Your goal:
Provide an exact reproduction of every entry.

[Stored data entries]
━━━━━━

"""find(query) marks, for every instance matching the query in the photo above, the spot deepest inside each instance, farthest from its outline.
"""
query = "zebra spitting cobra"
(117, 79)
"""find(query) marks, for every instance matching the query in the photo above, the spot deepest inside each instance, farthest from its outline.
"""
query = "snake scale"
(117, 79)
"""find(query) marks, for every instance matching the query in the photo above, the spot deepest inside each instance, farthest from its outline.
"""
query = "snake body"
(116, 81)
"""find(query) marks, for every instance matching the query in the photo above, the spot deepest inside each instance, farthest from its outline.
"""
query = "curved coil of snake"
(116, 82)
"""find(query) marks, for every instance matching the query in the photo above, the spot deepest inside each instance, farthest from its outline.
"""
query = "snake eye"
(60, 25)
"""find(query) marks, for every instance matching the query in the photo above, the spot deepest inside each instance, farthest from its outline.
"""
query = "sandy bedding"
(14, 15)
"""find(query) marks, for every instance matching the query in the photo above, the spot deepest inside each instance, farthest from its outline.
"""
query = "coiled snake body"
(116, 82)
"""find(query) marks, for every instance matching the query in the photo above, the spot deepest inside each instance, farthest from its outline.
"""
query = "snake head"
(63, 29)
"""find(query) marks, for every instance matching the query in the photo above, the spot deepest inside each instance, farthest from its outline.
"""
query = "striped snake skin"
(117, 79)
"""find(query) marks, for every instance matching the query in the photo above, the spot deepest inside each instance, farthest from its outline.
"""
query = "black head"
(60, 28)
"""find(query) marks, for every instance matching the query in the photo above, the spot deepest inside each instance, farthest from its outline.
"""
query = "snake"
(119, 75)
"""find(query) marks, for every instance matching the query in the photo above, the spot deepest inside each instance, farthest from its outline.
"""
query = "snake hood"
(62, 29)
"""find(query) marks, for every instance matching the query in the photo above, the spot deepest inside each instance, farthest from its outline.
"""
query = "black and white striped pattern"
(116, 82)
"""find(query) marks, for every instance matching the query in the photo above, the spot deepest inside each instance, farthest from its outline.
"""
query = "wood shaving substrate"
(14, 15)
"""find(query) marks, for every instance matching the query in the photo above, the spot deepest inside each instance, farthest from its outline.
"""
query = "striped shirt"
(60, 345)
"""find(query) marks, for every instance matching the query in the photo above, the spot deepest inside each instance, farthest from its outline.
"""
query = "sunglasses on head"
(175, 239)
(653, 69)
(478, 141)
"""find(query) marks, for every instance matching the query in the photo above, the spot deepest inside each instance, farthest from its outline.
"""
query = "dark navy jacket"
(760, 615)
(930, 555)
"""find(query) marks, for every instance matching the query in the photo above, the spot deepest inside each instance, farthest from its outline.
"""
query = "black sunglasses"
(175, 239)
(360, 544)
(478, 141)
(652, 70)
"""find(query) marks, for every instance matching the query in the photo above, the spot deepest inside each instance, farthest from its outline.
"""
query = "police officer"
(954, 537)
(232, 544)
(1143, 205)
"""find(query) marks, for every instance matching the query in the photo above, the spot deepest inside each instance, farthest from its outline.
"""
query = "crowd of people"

━━━━━━

Result of the task:
"""find(query) marks, for every instance matching the query in the photo above, the spot deepest inside each instance, farthest from its outline.
"""
query = "zebra spitting cobra"
(117, 79)
"""find(query) marks, for every instance matching the query in the photo above, the spot deepest inside each instance, farthest from its outline.
"""
query = "snake scale"
(117, 79)
"""find(query) marks, for every instance matching the query in the photo above, the spot deepest inside each instance, farthest from its outline.
"""
query = "snake body"
(116, 81)
"""find(query) marks, for every instance matching the query in the photo above, the spot deepest inside each instance, farthest from its outline.
"""
query = "curved coil of snake"
(116, 82)
"""find(query) marks, for every instance matching the query in the photo above, the spot deepest inside each instance, farthest from its outline.
"""
query = "snake eye"
(60, 25)
"""find(query) marks, for every instance matching the query in the photo above, the spot deepest inside each instance, farthest from its outline.
"""
query = "sandy bedding"
(14, 15)
"""find(query) marks, for every instance matching the query in the photo above, the spot deepest inside each instance, farthest from its outline.
"""
query = "coiled snake body"
(116, 82)
"""find(query) marks, for every instance matching the query in the photo above, the spot deepest inside each instance, farthest from its outline.
"""
query = "snake head"
(63, 29)
"""find(query) marks, for every instance matching the query in the photo above, the spot deepest inside each instance, farthest from its outline.
"""
query = "striped snake skin"
(117, 79)
"""find(query) marks, for every instance matching the query in the photo above, the spot deepest inside each instance, farthest from its outline.
"""
query = "black head"
(60, 28)
"""find(query) marks, for every instance matching the query in the photo above, the spot deepest inside each instance, farthest from its outline.
"""
query = "snake"
(119, 75)
"""find(query) marks, for every instance matching the query in the photo above, the spot deepest inside each instance, farthest from its outline.
"""
query = "snake hood"
(62, 29)
"""find(query) marks, for every instance matching the query in the photo above, the spot deepest inside each instance, farthest from its outline.
"""
query = "black and white striped pattern"
(116, 82)
"""find(query) marks, for every instance matching the query in the photo above, the spot deepest inside each instance, farthest from its outline.
"""
query = "wood shaving substrate"
(14, 15)
"""find(query) marks, for every instance matching the query in the photo above, the spot deepest inside each instance, farthest from its outline.
"""
query = "striped shirt"
(60, 345)
"""find(query) marks, for every instance matching the query in the photo above, the spot deepest inside each instance, farthest from its outline.
"""
query = "sunglasses on head"
(175, 239)
(653, 69)
(478, 141)
"""find(query) marks, for every instance matching the query in the photo above, the spot deepest inside each instance, farthest from its outline.
"""
query = "dark navy jacket"
(760, 615)
(930, 555)
"""find(query) marks, for every instance matching the query in the photo above, the spot deepest inside each instance, farthest from its outline.
"""
query = "black sunglasses"
(175, 239)
(360, 544)
(478, 141)
(652, 70)
"""find(query) marks, for every instance matching the query in the photo above, the spot deepest inside each instance, farthest from its outline.
"""
query = "police officer"
(954, 537)
(232, 544)
(1143, 205)
"""find(query) marks, for every instance matching the query in the photo above, the spot deepest inside each instance, farthest from its outline.
"""
query = "crowd of people"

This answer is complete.